> [What you should do] Could you copy each line of the entries that contains "glass"?

Segment Start: Dataset content

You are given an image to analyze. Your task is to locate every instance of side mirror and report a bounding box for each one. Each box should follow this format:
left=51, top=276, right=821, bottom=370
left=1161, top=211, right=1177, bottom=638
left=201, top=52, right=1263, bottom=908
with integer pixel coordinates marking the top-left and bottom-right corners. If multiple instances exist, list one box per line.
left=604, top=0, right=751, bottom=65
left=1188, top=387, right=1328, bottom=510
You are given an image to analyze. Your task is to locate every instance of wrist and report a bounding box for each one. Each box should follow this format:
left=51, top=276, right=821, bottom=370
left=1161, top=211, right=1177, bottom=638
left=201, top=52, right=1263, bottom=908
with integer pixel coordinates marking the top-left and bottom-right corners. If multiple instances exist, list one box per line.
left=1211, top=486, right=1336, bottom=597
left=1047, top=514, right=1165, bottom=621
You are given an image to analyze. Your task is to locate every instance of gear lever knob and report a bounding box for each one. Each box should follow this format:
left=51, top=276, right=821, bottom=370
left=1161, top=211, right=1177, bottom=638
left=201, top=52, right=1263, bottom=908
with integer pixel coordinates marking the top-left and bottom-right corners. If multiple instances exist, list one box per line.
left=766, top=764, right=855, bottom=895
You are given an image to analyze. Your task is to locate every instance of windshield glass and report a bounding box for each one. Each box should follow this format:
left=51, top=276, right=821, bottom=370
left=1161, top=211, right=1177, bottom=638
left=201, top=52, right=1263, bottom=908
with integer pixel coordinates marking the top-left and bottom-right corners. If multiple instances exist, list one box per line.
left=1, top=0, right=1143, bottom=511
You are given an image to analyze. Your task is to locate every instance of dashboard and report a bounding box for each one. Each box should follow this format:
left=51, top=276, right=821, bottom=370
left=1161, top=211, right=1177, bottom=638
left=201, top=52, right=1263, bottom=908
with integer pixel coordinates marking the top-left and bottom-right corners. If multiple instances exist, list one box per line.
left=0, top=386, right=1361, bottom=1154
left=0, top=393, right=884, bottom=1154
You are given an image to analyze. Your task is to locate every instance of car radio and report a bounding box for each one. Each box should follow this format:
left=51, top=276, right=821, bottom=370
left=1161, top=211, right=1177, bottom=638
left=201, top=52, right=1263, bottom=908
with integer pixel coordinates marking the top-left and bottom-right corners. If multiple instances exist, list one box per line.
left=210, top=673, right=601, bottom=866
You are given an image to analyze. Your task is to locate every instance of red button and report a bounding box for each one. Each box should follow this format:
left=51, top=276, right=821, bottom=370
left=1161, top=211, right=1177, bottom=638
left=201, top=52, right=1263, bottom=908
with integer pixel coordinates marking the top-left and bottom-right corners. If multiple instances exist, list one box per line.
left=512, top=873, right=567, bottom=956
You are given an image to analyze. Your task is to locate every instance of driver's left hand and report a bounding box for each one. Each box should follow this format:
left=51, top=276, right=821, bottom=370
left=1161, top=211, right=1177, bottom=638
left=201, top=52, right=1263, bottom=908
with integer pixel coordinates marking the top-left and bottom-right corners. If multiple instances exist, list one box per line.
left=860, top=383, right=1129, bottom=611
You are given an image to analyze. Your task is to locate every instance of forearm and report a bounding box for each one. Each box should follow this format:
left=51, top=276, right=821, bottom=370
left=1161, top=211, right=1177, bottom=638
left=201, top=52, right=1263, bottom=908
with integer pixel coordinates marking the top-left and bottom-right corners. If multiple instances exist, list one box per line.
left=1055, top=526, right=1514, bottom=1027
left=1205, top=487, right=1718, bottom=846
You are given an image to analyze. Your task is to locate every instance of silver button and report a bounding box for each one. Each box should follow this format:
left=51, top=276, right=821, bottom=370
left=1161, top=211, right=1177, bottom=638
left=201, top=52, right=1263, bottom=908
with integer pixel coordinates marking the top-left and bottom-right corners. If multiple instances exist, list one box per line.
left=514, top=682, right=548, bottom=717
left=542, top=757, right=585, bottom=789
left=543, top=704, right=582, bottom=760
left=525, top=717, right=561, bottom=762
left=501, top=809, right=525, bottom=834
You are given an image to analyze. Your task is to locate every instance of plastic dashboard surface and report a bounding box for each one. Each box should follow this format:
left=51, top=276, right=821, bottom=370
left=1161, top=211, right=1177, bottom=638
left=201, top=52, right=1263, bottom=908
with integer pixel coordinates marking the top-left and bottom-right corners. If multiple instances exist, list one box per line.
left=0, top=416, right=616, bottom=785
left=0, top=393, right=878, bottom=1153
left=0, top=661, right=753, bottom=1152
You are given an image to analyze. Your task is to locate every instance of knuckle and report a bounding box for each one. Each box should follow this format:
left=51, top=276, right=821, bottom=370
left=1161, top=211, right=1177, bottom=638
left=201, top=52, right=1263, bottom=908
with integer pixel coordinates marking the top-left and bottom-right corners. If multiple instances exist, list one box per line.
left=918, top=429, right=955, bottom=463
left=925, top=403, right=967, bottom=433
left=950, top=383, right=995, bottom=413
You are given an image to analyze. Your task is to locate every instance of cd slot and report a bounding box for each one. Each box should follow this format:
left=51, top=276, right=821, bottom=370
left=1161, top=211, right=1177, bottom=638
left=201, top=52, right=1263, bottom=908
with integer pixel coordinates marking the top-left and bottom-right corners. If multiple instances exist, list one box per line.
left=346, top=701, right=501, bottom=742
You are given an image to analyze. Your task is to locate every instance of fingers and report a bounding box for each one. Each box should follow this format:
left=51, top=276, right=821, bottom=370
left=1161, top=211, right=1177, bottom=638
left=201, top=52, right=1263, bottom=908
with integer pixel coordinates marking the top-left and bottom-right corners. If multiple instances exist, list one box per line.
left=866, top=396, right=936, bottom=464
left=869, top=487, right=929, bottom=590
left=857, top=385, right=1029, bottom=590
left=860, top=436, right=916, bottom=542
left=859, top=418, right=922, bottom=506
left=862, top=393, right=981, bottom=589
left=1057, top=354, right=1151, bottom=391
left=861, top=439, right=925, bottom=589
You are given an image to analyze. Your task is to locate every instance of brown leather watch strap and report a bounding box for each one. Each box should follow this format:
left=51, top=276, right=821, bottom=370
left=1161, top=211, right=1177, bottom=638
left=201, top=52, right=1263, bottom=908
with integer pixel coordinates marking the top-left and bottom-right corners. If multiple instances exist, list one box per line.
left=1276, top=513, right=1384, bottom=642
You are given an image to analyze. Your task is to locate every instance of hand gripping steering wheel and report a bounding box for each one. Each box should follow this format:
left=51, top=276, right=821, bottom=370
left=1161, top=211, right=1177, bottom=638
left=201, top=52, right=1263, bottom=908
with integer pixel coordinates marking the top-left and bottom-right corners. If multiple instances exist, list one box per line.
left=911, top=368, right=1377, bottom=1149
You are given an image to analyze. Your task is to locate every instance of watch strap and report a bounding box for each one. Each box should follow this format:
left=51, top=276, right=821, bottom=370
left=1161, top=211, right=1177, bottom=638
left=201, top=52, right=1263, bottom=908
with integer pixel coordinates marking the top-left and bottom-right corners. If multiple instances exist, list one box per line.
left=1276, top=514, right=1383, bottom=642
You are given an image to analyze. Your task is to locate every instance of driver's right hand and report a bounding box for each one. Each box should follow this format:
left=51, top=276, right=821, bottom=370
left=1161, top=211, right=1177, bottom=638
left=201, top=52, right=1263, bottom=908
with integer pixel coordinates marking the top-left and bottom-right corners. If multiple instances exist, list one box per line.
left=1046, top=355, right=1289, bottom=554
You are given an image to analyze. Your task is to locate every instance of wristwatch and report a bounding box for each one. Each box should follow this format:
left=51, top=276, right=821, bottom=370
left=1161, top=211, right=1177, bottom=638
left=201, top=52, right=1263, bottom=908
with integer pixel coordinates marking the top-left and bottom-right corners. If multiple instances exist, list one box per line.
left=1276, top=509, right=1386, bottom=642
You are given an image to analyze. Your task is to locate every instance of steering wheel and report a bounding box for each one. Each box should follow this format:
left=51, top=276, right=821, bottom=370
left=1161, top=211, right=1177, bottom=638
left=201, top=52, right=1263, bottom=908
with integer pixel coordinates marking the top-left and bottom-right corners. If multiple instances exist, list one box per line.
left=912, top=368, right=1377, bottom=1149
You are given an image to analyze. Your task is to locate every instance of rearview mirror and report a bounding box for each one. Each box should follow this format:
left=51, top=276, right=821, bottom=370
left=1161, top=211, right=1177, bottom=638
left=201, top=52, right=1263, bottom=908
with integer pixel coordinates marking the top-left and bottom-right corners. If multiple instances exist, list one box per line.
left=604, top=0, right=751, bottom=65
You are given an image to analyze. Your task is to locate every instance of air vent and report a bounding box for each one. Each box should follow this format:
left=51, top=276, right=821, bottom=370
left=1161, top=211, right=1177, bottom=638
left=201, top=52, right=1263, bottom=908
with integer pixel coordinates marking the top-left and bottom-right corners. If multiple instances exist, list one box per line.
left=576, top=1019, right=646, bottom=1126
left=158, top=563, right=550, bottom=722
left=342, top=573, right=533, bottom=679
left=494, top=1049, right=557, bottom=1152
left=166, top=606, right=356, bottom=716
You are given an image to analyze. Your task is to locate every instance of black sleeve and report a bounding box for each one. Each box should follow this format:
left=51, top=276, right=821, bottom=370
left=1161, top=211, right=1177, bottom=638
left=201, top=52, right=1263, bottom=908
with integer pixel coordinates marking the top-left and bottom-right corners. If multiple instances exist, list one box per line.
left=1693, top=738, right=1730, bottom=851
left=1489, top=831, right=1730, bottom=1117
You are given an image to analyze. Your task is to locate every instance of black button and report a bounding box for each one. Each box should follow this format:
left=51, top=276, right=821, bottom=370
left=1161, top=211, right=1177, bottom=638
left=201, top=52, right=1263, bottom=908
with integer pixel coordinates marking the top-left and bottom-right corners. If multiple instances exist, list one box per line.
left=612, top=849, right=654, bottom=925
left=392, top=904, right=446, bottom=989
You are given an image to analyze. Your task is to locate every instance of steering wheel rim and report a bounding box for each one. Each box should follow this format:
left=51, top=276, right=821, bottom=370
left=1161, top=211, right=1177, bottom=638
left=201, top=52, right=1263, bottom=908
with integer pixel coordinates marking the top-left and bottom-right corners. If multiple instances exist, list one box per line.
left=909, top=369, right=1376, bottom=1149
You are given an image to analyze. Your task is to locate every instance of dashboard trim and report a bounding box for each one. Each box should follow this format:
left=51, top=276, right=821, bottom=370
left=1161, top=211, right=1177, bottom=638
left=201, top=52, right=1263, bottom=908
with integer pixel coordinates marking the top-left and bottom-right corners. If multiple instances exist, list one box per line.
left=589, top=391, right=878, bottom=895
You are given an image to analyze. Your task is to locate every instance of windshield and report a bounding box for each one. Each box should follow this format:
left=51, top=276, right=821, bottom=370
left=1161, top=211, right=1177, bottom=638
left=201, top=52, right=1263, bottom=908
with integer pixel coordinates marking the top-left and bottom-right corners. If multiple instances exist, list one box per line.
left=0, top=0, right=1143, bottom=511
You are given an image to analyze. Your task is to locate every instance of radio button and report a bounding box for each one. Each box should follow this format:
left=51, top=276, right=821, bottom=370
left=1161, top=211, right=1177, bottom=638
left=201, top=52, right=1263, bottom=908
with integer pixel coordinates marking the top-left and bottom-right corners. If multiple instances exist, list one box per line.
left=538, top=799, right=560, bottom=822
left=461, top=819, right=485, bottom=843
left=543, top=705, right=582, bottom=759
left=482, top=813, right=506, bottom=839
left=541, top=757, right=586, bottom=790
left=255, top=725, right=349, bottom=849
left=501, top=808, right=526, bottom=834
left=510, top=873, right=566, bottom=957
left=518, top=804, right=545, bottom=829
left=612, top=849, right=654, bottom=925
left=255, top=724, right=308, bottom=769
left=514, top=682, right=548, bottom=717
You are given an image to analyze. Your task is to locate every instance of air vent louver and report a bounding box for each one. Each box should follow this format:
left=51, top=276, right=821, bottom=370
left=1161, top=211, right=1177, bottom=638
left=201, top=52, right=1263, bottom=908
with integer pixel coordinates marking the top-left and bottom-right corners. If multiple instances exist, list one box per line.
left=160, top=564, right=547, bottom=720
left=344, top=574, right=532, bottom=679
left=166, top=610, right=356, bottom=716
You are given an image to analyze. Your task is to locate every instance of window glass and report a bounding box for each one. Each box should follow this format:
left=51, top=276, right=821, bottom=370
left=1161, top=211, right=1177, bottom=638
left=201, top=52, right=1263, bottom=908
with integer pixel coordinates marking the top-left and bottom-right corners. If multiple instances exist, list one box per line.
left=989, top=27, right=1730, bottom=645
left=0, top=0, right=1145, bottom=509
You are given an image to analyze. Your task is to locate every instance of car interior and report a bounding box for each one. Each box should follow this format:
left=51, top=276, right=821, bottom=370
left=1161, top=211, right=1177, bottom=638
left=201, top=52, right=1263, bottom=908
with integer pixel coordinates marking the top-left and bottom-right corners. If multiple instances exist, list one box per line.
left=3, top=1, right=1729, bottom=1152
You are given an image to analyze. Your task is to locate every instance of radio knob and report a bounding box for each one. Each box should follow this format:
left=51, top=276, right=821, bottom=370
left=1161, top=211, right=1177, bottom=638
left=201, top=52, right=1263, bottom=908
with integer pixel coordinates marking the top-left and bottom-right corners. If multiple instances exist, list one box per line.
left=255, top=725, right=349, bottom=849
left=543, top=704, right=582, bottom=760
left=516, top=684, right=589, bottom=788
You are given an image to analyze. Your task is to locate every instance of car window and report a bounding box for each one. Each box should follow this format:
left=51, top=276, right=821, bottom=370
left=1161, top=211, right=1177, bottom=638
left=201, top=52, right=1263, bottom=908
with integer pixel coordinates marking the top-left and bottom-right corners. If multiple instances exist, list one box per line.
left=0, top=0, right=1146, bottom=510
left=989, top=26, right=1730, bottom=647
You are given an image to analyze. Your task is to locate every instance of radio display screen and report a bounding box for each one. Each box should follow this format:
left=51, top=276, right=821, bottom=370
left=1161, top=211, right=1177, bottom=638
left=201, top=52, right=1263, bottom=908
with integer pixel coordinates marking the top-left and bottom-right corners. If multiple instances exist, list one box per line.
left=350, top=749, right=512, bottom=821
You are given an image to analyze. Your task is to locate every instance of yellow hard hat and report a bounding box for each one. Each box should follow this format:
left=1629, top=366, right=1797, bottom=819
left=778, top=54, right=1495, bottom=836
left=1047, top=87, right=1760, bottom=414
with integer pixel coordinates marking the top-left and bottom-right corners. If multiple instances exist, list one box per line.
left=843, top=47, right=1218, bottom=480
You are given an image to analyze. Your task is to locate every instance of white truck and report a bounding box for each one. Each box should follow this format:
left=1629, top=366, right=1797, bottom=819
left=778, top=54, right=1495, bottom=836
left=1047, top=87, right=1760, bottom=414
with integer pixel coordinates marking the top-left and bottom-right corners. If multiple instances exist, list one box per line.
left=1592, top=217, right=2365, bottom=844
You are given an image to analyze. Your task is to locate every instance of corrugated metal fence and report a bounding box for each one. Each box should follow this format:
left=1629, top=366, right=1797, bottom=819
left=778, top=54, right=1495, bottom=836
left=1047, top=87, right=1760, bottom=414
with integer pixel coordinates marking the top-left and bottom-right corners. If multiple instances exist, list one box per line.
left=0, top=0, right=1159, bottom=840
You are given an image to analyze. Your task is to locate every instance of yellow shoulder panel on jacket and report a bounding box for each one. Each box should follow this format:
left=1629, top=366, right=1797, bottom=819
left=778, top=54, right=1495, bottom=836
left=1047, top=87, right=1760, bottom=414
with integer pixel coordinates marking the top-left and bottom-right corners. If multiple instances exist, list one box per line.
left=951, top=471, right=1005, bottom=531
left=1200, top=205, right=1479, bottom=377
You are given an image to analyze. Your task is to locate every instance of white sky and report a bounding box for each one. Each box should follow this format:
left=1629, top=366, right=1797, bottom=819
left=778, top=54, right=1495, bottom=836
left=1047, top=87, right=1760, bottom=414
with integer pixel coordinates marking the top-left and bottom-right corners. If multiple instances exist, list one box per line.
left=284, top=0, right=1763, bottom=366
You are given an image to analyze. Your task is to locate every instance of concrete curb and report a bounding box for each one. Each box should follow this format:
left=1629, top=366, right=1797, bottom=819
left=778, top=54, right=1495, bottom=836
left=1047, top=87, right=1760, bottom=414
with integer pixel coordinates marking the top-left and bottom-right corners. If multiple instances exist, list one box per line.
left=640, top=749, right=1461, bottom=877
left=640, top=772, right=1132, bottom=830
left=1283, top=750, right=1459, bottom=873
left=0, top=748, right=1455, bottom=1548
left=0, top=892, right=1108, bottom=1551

Segment End: Dataset content

> [Solution to this task]
You are given an image to analyze. Your task is to locate every instance of windshield glass and report a bounding box for each one. Each box should follow this format:
You are given an image to analyze. Your task is to locate every instance of window glass and report a bounding box for each one. Each box should follow this format:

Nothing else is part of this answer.